PROBLEM STATEMENT: Out of the listing below, copy every line that carries the string "steel".

DATA SUPPLIED:
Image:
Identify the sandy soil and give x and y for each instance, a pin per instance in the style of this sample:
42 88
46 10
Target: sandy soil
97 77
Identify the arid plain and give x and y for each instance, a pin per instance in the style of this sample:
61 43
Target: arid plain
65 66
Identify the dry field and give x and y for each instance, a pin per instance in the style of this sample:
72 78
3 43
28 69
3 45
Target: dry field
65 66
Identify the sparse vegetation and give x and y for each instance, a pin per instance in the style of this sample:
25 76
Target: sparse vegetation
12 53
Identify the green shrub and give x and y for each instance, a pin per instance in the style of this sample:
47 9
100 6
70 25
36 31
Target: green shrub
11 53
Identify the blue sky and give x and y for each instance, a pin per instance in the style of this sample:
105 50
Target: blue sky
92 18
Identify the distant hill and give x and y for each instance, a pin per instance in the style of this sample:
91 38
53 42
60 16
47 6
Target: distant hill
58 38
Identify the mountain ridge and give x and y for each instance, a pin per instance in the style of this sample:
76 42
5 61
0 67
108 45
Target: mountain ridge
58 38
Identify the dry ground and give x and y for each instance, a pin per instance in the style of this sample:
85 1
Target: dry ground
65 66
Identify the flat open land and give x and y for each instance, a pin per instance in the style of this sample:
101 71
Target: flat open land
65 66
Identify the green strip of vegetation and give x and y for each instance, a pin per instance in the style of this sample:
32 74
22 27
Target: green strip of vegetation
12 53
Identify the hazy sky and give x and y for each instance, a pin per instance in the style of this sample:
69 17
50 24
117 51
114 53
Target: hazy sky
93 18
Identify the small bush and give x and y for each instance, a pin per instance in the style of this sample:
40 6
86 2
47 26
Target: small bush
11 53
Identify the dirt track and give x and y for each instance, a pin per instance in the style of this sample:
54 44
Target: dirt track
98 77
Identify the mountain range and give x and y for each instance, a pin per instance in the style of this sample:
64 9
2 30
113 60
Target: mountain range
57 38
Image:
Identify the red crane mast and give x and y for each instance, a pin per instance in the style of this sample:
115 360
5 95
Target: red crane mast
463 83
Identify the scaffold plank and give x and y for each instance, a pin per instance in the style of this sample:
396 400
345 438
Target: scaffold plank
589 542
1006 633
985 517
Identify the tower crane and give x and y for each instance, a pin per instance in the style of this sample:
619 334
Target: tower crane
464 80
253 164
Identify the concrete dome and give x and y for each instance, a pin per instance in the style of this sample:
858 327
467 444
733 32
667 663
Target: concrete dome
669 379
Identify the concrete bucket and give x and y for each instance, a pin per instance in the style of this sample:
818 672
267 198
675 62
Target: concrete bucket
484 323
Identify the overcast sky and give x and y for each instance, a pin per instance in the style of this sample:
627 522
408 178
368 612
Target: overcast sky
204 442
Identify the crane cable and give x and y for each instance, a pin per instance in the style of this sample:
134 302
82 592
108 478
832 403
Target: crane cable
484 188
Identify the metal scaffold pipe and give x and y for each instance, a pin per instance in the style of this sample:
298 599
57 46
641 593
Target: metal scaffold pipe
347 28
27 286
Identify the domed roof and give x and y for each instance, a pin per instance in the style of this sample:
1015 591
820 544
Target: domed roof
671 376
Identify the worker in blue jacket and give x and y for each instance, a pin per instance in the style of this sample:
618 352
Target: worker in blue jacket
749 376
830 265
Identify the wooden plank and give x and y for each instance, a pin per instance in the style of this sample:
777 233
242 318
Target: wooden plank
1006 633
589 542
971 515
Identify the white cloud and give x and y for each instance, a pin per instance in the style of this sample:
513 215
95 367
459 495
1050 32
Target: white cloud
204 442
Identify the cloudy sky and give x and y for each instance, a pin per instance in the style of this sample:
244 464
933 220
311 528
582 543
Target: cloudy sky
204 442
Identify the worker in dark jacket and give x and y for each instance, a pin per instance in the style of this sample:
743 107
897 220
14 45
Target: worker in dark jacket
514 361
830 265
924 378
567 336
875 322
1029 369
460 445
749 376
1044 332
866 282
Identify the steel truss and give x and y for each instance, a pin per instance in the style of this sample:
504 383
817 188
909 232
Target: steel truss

ANSWER TO THE EXERCISE:
Identify the steel truss and give x and y for each instance, a pin per instance in the style of this sample:
Target: steel truss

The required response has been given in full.